───── TEXT PROVIDED ─────
I quickly changed the subject. Zurich had no idea that I might have something to do with the website, but there were others who had their suspicions.
“Just so you know,” Yossi Breuer said to me one day, “Some people are saying you’re the Hasidic Rebel.”
Instinctively, I opened my mouth to deny it, but Yossi held up his hand.
“I have no opinion. Just thought you’d want to know.” We were in the basement of the shul, near the mikveh, and as soon as he said it, he turned and walked past the large bins of towels, thick with the smell of industrial bleach, and headed up the stairs.
Chezky, too, called me with a warning. He was one of the very few I had told about the blog, and when he heard talk of it in the coffee room of the Vizhnitz shul in Monsey one morning, he grew alarmed. “They were discussing the Hasidic Rebel. They were talking about hiring private detectives, scheming to draw you out. They’re going to send you e-mails pretending they’re women. They say you won’t be able to resist. You’ve gotta be careful.”
On the Internet, too, I encountered hostile reactions. On Tapuz, a Yiddish forum, one irate commenter going by the name of Muzar found his own creative voice in his condemnation:
I have come across the blog of Hasidic Rebel: a loathsome swine, a disgusting poisonous snake, a revolting outcast, the shit-covered
asshole of a sick dog.
A gruesome death upon him…. May the cholera descend upon his limbs, may he be ensnared within the devil’s clutches, may he be buried alive, his mendacious tongue skinned, his mad eyes gouged; may he hang, strangle, and choke. May we live to see it speedily and with joy.
───── GIVEN MATERIAL ─────
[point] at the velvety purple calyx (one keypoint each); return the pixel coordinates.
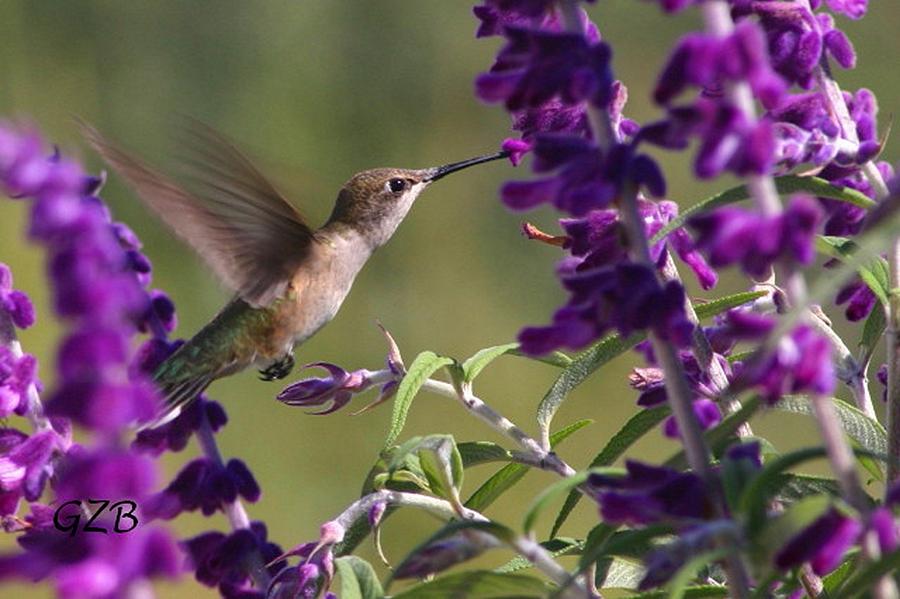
─────
> _GOAL OF THE EXERCISE_
List every epithet the commenter Muzar applies to the Hasidic Rebel in the excerpt about reactions to the Hasidic Rebel blog.

> _WRITTEN SOLUTION_
- a loathsome swine
- a disgusting poisonous snake
- a revolting outcast
- the shit-covered asshole of a sick dog